══ QUELLE ══
Der Begriff Psychologie lässt sich folglich übersetzen als «Geisteskunde» (im Englischen «Study of the Mind») oder auch als «Gemütskunde», «Bewusstseinskunde» oder «Seelenkunde». Die Psychologie untersucht im Gegensatz zur Medizin nicht den physischen Körper des Menschen, sondern sein Bewusstsein, sein «Innenleben».

Was aber untersucht und erforscht die Psychologie eigentlich? Was genau ist die «Psyche»? Aus welchen Elementen besteht das «menschliche Innenleben» nun genau?

Es liegt auf der Hand, dass die Definition und das Verständnis von «Psychologie» in erster Linie abhängig sind von der Definition des Begriffs «Psyche». Denn je nachdem, was man unter Begriffen wie «Geist», «Seele» oder «Bewusstsein» versteht, können sich ganz unterschiedliche Untersuchungsbereiche und auch Aufgaben der Psychologie ergeben. Und die Definition des Begriffs «Psyche» ihrerseits ist – wie nahezu alles – abhängig vom Weltbild, für das ein Mensch sich entschieden hat. So finden wir deutliche Unterschiede im Verständnis von «Psyche», je nachdem, ob jemand etwa ein materialistisches, ein dualistisches, ein monistisches oder ein theistisches Weltbild vertritt.
═══
══ DATENINHALT ══
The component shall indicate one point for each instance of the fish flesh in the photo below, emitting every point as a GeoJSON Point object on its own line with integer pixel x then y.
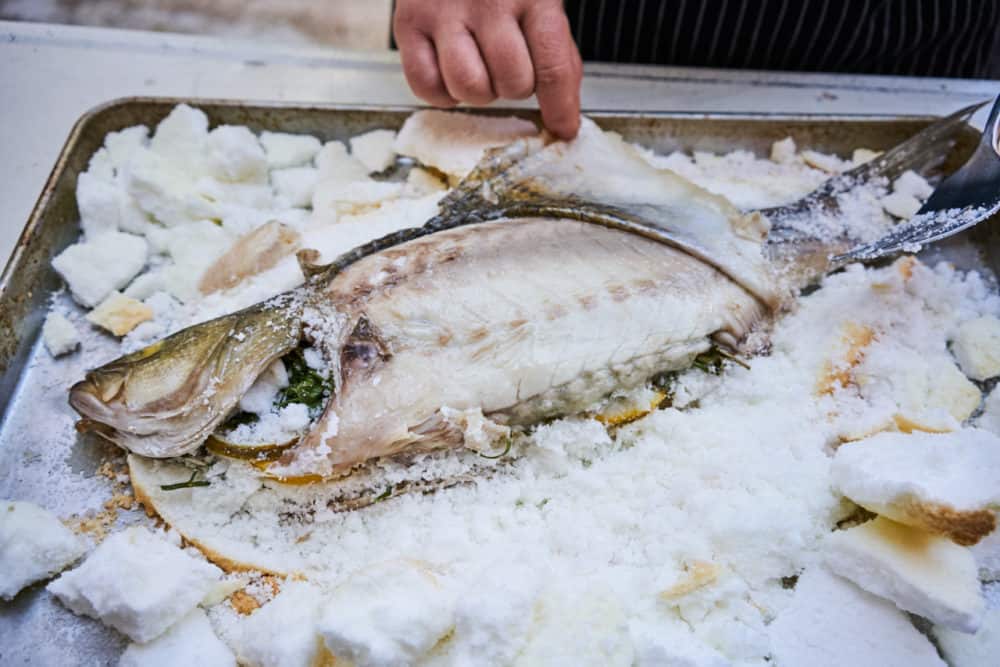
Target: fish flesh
═══
AUFGABE: Schreib im Text zur Psychologie alles von „Es liegt auf“ bis hinunter zu „theistisches Weltbild vertritt.“ noch einmal ab und tausche dabei „Weltbild“ gegen „Menschenbild“ aus.

ANTWORT:
Es liegt auf der Hand, dass die Definition und das Verständnis von «Psychologie» in erster Linie abhängig sind von der Definition des Begriffs «Psyche». Denn je nachdem, was man unter Begriffen wie «Geist», «Seele» oder «Bewusstsein» versteht, können sich ganz unterschiedliche Untersuchungsbereiche und auch Aufgaben der Psychologie ergeben. Und die Definition des Begriffs «Psyche» ihrerseits ist – wie nahezu alles – abhängig vom Menschenbild, für das ein Mensch sich entschieden hat. So finden wir deutliche Unterschiede im Verständnis von «Psyche», je nachdem, ob jemand etwa ein materialistisches, ein dualistisches, ein monistisches oder ein theistisches Menschenbild vertritt.